> [AIM]
Copy the data from the line with "Expected: one point per instance of the horse's neck, each" up to and including the line with "point(85, 114)", swapping "sandy ground" for "loose sand" and leaving everything else unchanged.

**** MATERIAL SHOWN

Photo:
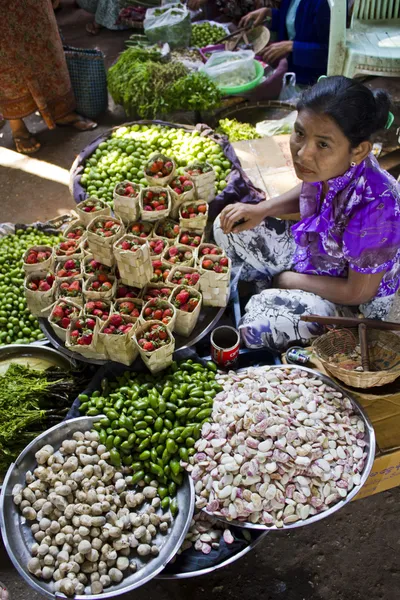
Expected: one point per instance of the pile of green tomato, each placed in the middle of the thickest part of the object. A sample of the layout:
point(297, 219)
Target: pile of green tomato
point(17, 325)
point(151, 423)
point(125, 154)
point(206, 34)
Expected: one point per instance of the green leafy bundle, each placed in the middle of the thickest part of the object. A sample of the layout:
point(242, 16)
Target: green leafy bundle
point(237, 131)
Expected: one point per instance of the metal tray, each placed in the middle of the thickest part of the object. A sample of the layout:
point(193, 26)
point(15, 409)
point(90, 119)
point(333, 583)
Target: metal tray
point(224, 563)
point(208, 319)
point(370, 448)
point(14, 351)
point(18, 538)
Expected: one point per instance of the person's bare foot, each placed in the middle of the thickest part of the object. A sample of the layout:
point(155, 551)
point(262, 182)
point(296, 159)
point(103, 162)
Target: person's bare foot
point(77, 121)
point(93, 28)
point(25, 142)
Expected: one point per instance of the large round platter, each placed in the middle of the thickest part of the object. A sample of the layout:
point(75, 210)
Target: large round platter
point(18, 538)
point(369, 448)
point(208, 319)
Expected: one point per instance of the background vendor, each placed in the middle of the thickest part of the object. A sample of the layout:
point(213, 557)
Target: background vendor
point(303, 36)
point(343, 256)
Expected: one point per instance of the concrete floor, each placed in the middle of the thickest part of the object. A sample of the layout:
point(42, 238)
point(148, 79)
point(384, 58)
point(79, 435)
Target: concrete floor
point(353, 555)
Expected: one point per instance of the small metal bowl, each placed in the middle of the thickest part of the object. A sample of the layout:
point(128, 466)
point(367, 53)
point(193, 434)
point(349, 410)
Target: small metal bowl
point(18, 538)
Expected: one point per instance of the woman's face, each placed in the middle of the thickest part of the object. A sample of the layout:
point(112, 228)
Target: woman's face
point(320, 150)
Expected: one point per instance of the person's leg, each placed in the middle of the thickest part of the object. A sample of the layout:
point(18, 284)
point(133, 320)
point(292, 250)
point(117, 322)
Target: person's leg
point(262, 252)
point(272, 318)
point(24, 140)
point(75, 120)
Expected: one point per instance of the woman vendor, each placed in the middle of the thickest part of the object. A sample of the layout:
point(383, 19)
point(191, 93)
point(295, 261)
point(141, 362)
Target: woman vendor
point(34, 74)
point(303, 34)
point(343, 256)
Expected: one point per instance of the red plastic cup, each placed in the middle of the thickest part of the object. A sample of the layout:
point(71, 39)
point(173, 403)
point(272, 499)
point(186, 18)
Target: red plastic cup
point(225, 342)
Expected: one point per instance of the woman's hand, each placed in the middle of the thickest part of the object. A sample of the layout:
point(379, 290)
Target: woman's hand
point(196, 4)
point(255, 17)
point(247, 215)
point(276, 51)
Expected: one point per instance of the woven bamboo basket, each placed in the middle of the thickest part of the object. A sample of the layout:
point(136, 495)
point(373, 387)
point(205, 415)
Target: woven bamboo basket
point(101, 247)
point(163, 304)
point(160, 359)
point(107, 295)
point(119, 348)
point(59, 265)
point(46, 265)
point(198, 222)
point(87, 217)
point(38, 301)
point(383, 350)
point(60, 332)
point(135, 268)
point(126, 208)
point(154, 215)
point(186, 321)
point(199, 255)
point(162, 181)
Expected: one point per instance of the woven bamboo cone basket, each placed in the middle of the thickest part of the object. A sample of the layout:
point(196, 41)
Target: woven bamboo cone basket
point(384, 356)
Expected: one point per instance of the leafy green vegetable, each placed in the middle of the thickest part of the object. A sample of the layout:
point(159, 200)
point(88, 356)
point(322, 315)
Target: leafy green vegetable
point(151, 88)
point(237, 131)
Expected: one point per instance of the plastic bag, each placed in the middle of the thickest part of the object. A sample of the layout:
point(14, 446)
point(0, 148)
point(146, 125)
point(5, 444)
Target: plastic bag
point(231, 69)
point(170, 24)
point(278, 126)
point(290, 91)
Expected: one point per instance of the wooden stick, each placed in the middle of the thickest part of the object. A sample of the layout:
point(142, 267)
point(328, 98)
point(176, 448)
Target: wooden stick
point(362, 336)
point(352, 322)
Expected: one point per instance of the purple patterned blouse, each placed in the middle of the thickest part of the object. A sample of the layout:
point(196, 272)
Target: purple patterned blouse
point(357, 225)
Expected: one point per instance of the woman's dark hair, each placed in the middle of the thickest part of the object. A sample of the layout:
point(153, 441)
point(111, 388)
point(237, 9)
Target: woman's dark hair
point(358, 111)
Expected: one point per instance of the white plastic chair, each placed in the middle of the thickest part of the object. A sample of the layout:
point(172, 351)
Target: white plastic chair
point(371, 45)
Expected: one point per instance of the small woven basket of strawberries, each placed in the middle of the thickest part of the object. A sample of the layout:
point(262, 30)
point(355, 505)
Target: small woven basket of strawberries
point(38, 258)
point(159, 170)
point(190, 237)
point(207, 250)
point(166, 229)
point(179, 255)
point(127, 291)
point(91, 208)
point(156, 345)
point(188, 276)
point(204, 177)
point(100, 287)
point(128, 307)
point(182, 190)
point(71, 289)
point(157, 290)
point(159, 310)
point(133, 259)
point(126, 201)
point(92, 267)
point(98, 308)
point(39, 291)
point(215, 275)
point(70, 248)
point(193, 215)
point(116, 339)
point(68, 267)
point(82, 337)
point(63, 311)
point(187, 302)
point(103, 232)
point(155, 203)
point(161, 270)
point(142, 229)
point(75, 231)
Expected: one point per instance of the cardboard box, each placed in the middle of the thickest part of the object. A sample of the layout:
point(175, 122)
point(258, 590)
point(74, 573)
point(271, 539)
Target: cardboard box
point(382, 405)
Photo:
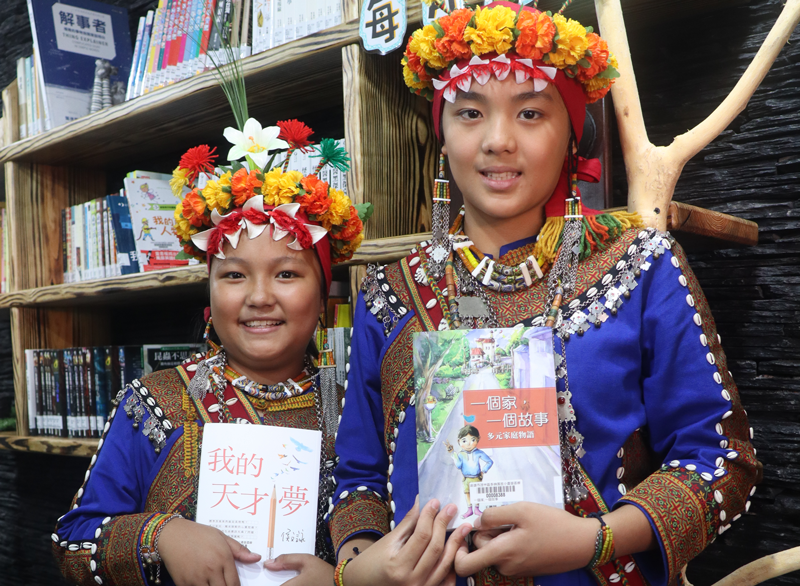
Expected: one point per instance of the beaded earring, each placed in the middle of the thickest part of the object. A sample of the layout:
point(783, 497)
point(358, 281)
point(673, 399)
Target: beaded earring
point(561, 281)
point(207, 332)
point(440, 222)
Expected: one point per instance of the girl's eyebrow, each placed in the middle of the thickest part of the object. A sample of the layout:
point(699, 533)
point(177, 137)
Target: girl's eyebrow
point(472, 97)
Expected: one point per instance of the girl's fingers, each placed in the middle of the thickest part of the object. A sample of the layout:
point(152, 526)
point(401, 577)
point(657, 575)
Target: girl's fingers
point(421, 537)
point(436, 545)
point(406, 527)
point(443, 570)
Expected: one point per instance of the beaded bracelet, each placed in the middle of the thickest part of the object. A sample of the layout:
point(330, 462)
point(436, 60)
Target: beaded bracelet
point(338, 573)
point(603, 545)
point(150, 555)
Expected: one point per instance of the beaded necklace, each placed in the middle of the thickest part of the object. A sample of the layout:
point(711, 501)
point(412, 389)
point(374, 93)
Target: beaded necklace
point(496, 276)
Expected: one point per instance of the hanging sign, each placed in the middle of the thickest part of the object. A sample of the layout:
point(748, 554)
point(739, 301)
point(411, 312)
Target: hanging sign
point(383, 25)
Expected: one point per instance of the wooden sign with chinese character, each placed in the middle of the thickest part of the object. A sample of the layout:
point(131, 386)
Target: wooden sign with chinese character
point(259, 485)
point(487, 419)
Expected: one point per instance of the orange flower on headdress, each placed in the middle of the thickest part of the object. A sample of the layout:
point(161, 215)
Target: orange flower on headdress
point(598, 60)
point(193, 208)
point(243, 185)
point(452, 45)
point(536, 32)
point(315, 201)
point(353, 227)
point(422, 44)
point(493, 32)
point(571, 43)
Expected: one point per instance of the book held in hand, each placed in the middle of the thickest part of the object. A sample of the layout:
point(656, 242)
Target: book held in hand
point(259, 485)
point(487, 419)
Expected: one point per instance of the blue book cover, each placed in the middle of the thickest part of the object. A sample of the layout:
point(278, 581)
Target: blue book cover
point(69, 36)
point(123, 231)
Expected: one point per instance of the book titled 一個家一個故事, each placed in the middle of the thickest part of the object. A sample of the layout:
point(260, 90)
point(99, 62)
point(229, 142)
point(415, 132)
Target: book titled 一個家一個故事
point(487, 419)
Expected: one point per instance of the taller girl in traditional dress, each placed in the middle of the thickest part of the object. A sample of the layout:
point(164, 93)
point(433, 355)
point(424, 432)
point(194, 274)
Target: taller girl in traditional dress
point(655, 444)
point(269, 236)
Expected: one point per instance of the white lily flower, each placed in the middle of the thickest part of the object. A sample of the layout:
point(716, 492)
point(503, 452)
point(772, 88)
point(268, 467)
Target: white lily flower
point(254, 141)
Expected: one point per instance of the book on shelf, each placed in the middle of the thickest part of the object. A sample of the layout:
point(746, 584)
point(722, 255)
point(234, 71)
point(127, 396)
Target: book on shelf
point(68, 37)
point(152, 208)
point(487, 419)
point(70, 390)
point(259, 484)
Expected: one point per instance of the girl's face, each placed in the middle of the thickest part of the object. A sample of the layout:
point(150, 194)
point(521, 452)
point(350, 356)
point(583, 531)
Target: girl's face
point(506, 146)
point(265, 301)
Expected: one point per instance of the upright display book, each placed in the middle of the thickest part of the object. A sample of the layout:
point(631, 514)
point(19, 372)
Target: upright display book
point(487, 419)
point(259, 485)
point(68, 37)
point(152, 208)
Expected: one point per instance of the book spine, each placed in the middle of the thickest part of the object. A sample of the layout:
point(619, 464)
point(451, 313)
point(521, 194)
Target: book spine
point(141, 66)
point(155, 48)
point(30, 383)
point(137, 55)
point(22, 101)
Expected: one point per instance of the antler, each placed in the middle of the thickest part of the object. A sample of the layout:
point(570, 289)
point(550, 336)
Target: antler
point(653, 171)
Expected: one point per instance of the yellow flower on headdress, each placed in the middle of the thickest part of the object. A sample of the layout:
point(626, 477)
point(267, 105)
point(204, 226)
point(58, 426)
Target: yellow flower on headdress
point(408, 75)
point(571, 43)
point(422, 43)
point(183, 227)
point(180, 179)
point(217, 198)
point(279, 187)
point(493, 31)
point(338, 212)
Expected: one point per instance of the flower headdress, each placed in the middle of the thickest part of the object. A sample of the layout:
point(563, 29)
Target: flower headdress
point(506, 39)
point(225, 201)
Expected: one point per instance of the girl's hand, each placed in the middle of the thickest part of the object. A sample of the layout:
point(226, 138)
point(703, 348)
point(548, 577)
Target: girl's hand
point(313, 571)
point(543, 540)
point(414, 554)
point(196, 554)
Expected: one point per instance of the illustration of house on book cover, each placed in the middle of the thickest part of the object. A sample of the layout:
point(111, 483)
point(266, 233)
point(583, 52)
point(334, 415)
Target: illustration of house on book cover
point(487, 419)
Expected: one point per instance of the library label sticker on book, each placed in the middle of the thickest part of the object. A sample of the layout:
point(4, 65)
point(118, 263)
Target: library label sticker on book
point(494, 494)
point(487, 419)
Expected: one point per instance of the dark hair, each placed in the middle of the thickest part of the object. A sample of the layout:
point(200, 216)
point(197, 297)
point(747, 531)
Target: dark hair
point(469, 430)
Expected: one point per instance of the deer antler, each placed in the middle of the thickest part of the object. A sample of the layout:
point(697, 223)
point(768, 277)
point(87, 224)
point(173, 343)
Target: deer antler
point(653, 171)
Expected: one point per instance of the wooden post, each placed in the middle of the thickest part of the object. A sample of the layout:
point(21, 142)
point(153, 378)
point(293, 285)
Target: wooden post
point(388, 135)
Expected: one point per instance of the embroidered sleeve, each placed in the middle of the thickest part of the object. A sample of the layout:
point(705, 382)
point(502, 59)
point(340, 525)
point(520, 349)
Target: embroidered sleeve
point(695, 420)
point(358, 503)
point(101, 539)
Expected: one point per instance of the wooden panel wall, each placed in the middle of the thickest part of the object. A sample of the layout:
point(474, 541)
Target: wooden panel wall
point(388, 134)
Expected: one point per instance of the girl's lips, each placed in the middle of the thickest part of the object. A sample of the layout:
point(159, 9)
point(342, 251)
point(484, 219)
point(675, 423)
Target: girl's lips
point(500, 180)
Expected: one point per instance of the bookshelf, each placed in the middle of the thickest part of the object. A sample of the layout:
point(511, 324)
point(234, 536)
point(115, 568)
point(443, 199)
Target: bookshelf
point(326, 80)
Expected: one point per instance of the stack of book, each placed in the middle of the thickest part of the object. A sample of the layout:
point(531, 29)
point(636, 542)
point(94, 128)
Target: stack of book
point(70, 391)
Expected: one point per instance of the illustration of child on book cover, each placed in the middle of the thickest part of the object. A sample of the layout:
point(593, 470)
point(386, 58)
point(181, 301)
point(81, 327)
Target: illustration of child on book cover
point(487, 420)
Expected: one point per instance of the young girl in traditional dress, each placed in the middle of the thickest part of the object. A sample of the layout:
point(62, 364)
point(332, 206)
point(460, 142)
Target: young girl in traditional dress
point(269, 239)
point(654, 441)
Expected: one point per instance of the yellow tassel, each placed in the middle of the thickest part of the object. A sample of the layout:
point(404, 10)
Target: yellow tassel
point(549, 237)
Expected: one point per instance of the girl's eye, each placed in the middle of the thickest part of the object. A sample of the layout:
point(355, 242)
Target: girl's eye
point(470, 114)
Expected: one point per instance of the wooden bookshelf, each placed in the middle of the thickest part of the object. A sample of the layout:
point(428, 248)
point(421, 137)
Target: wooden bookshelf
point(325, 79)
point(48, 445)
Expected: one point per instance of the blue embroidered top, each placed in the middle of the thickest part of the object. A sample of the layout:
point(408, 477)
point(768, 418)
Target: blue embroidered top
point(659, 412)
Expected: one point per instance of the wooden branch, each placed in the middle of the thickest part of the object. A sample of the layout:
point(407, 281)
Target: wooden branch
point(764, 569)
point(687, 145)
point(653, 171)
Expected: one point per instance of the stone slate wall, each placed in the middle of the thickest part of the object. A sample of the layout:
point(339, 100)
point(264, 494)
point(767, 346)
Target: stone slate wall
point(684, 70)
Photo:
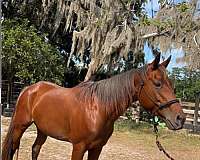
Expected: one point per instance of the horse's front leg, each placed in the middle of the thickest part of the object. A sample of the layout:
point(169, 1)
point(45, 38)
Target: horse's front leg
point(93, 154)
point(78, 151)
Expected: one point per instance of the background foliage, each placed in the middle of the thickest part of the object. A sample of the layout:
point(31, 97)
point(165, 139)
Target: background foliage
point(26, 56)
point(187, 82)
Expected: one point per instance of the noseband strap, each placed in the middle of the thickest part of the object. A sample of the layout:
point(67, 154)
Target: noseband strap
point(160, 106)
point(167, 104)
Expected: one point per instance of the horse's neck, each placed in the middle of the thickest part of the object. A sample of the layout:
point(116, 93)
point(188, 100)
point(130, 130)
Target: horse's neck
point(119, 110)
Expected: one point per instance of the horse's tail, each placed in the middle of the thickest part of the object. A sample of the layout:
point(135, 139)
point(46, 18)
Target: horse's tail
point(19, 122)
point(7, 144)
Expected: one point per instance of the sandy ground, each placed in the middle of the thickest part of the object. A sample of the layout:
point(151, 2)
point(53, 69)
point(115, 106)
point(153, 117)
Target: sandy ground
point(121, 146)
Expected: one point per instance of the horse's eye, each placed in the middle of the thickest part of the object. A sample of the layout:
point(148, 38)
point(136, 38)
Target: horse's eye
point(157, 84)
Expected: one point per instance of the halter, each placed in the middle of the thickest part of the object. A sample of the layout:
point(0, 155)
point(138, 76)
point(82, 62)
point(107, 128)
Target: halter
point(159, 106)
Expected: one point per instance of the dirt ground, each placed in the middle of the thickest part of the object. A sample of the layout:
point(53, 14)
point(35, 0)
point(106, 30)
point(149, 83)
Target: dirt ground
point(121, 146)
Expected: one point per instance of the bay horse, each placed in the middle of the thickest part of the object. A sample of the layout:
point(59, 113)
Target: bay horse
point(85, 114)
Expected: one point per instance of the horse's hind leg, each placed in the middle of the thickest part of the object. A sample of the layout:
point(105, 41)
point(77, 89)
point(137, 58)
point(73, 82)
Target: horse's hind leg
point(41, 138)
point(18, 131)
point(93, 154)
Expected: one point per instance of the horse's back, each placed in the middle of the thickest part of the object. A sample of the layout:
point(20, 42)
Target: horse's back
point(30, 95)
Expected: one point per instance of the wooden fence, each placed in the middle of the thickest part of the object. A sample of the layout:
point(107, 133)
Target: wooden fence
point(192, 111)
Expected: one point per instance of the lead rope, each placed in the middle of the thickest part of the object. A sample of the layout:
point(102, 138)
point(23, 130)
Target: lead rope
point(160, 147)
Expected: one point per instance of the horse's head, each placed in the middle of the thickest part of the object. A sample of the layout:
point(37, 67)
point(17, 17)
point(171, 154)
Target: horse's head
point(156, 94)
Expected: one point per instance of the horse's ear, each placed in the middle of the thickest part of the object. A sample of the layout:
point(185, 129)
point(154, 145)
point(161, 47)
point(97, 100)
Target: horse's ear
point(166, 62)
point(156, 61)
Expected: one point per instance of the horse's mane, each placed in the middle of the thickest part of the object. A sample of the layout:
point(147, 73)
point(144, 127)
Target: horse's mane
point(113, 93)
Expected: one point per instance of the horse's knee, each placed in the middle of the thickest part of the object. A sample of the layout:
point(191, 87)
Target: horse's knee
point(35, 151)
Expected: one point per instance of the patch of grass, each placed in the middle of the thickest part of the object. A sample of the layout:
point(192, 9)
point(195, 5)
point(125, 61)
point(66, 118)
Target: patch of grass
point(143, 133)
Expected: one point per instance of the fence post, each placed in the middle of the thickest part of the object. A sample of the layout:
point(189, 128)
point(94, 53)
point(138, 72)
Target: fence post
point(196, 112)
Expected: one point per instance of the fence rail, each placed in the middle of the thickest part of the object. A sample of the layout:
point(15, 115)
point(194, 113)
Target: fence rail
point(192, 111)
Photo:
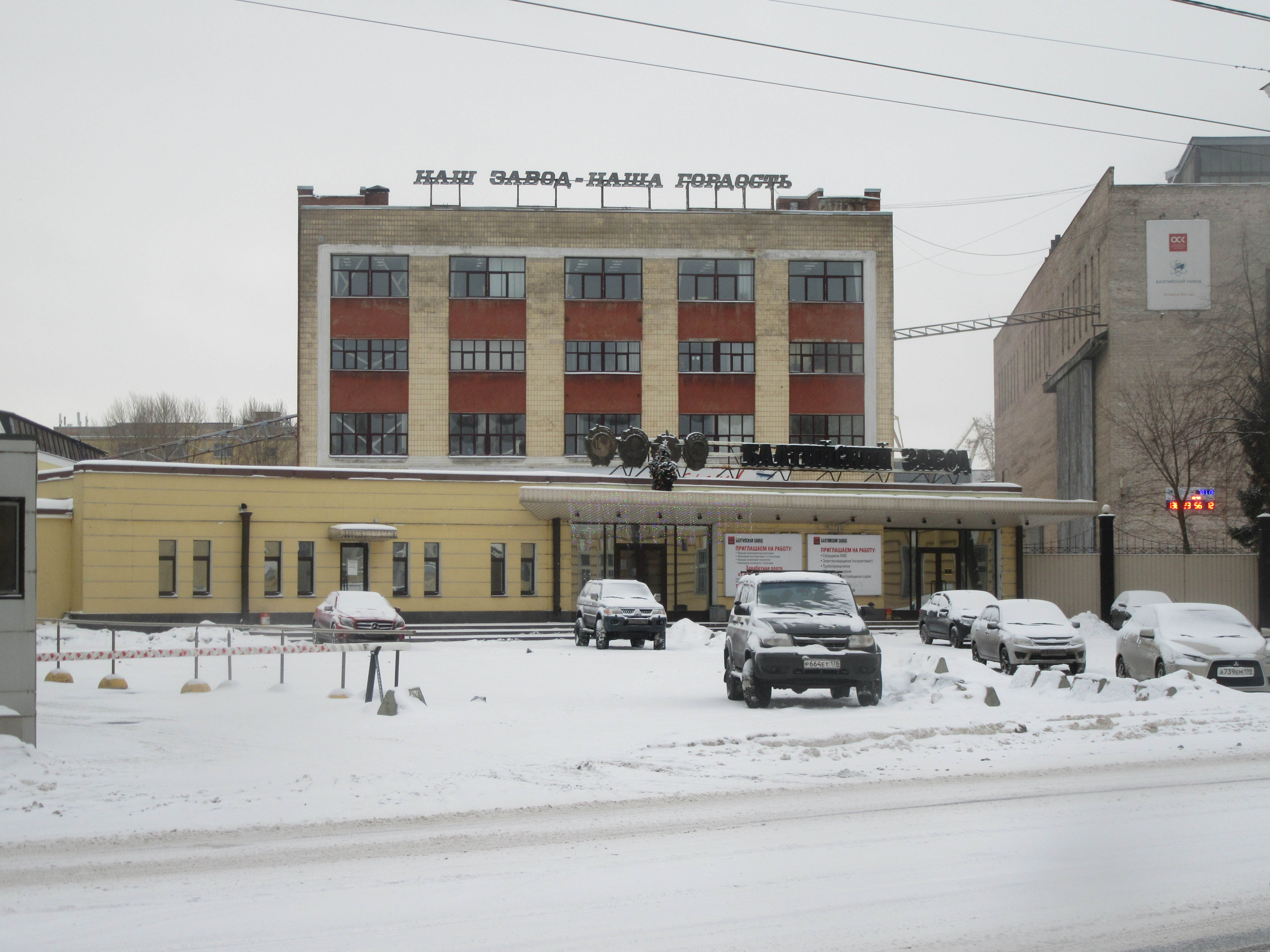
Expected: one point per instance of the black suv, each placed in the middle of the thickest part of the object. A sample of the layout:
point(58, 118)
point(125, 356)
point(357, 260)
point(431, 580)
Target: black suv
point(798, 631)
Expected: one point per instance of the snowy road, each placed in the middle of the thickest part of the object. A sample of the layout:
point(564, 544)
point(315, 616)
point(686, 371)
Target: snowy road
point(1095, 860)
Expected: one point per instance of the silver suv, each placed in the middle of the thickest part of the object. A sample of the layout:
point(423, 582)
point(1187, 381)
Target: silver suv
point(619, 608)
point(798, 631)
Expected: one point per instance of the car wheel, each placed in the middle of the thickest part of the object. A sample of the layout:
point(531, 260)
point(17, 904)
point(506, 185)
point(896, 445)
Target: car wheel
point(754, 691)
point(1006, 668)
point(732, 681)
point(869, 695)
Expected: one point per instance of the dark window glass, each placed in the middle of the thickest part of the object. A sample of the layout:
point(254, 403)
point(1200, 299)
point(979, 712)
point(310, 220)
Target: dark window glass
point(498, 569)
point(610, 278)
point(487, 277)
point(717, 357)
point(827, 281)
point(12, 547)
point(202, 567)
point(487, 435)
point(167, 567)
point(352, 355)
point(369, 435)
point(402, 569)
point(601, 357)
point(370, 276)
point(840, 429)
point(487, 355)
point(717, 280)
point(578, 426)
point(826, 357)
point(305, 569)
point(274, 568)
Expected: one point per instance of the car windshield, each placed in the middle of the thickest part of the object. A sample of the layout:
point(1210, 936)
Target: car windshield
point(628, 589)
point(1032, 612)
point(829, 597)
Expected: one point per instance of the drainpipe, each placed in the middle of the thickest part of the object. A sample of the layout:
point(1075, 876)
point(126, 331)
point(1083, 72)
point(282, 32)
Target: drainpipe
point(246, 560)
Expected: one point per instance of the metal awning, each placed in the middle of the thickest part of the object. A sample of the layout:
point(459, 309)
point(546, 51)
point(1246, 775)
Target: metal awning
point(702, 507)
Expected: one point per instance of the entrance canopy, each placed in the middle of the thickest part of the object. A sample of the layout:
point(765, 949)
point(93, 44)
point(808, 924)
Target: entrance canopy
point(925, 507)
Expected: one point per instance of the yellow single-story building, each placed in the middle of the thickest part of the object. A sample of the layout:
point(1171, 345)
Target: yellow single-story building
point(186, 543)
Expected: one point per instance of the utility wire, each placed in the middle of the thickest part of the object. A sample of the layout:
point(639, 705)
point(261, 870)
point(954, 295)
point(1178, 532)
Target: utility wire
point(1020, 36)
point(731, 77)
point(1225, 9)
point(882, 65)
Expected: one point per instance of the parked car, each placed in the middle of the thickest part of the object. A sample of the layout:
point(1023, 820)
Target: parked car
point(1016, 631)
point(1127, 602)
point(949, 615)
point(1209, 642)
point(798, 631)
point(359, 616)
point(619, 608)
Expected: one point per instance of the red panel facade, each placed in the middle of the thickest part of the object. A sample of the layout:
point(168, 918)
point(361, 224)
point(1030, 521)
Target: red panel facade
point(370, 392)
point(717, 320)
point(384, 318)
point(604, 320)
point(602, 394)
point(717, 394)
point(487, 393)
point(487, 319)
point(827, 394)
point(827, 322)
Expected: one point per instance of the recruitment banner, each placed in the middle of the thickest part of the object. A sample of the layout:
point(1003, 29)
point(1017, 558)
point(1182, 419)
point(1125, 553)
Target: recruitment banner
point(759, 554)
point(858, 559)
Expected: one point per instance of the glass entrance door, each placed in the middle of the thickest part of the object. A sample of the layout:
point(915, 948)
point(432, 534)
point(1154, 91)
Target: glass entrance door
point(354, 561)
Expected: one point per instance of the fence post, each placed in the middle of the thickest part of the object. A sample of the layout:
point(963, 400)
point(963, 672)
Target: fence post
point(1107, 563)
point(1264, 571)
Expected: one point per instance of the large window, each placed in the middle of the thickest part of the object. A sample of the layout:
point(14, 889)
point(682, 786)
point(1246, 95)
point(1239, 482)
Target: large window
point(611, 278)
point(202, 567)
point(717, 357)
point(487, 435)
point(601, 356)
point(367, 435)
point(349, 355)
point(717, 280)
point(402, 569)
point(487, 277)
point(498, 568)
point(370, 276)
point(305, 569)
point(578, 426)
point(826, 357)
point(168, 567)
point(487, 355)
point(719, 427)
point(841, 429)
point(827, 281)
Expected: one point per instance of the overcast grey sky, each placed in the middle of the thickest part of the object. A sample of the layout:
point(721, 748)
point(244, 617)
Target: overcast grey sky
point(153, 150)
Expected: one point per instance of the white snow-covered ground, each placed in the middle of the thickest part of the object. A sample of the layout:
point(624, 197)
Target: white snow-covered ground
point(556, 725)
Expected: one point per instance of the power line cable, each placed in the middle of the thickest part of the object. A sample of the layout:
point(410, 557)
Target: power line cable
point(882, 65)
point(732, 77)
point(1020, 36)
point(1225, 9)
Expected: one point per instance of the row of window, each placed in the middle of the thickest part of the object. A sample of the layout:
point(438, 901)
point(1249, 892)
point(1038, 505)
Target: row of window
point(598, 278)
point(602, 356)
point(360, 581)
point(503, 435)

********

> [TASK ANSWER]
Expected: one point per instance of the horse's neck, each placed in the middle of the thickest part of the object. A sample of the layout:
point(116, 93)
point(188, 100)
point(130, 130)
Target: horse's neck
point(119, 110)
Expected: one point per instance of the horse's tail, each placed in the middle of the thickest part of the object. A sample of the layout:
point(135, 139)
point(46, 18)
Target: horse's tail
point(19, 122)
point(7, 144)
Expected: one point per instance of the loose sand, each placed in the middle of the thickest part of the object. A sample of the layout:
point(151, 2)
point(53, 69)
point(115, 106)
point(153, 117)
Target: loose sand
point(121, 146)
Expected: one point per instance of the horse's eye, each placed in the middle of the thickest part of the object. A sample of the layout:
point(148, 38)
point(136, 38)
Target: horse's eye
point(157, 84)
Expected: one point per instance of the halter, each placed in the middle of the thickest part of the object. A sample of the layout:
point(0, 155)
point(138, 76)
point(82, 62)
point(107, 128)
Target: halter
point(159, 106)
Expected: one point per instance of the dirt ground, each placed in the middle of the thickest part of the object. A sample of the layout:
point(53, 14)
point(35, 0)
point(106, 30)
point(149, 83)
Target: dirt ground
point(121, 146)
Expected: one point per instance of the bay horse, each placed in the middle of the thickest part of the object. A sample of the layout:
point(59, 113)
Target: bay horse
point(85, 114)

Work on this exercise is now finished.